Belge ::
Evvela kötü olsa da asfalt bir yolda devam ettik, sonra yol toprak oldu. Navigasyonda alternatif bir ana yol gibi göründüğü için biraz şaşırdık ama artık yapacak bir şey yoktu ve bir saattir bu alternatif yoldaydık. Sonra toprak yol da bitti, steplerin bitki örtüsü üzerinde teker izi oluşmuş yol denmeyecek bir güzergâh boyu ilerlemeye başladık. İlerledikçe karın daha fazla olduğu yerlere geldik, artık yol filan kalmamıştı ortada ve sadece navigasyon vardı. Böyle bir gaflet içindeydik. Aslında navigasyonun tamamen hatalı olduğunu sonradan anladık ama iş işten geçmişti. “Dönelim” dedim ama buna hiçbirimizin niyeti yoktu, keza bir saat daha gitmiştik böyle. Ara ara karşımızdan araçlar ve at üstünde Moğol köylüleri geliyordu galiba buna güvendik ve devam ettik. Kar ise gitgide daha kalınlaştı. Yol boyunca sadece Taliin Uul Bag (yıpranmış bir ahşap tabelada yazan isim) adında bir köy görmüştük, Sonra da giriş takında Ugtaal yazan bir kasabaya gelince altımızdaki yoğun kara rağmen cesaret bulduğumuzu söyleyebilirim. Altımız bembeyaz kar olduğu için her taraf yoldu bizim için ve kasabanın kenarından geçip gittik.

IMG_7825
Arkada Ugtaal adlı kasaba görünüyor, bir müddet daha gittikten sonra kara saplanıp kalacağımızı henüz bilmiyoruz.

Kasabayı epey geride bıraktık, bu arada gidiyoruz ama muhtemelen bozkır düzlüklerinde ilerliyoruz, yol yok, olsa da zaten kardan görünmez, sadece yanıp sönen navigasyon ışığı rehberimiz, o kadar. Birden aracımız kara saplanıp kaldı. Aslında bu bir işaretti fakat o anda algılayamadık. Şoförümüz Maksim, Sibiryalı olduğu için ağır kış şartlarına alışkındı, üstelik aracın arka bagajında her türlü karla mücadele aleti de mevcuttu. Yarım saat uğraşarak aracı kar yığınından kurtardı. O anda belki hepimizin aklında geri dönmek vardı ama navigasyona bakınca geldiğimiz kadar daha gidersek Sibirya sınırına yakın bir yerlerde UlanBatur-Sibirya yoluna çıkacaktık ve bu cazip seçenek geri adım atmamızı engelliyordu.

Sağlanan veriler ::

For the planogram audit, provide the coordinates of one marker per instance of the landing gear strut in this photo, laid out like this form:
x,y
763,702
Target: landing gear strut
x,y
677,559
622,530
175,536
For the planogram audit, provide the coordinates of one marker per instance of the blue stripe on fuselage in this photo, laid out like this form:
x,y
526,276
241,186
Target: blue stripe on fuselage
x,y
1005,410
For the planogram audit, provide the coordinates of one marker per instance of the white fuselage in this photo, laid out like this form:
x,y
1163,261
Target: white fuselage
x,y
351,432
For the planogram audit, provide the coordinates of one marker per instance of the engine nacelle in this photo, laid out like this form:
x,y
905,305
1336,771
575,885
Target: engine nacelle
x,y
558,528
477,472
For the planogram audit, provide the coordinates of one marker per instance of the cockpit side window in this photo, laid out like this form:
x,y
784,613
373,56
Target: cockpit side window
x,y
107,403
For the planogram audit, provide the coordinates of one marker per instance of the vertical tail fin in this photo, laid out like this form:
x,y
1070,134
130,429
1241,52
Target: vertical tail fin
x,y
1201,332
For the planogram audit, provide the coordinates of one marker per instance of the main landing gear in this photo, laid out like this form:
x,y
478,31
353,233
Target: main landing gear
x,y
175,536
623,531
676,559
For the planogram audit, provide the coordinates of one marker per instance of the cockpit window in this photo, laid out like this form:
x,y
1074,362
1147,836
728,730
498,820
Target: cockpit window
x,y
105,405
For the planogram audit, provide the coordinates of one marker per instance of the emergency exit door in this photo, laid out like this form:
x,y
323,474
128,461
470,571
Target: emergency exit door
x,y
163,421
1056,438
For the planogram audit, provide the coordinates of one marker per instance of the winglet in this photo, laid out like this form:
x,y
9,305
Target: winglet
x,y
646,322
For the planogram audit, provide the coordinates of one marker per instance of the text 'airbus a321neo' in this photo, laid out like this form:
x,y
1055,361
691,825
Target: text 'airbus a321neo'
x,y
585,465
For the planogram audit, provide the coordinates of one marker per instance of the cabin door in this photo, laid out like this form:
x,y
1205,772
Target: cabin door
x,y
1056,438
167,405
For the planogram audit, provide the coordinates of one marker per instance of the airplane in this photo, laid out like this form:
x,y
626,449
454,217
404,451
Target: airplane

Yapılacak görevler ::
A) Belgeye göre şoför Maksim ağır kış şartlarına neden alışkındı?
B) Kayıtlarda "window" dizesini içeren satırları sayın ve yalnızca sayıyı yazın. Büyük ve küçük harf ayrımı dikkate alınır.

Görevlerin yanıtları ::
A) Maksim, Sibiryalı olduğu için ağır kış şartlarına alışkındı.

B) 4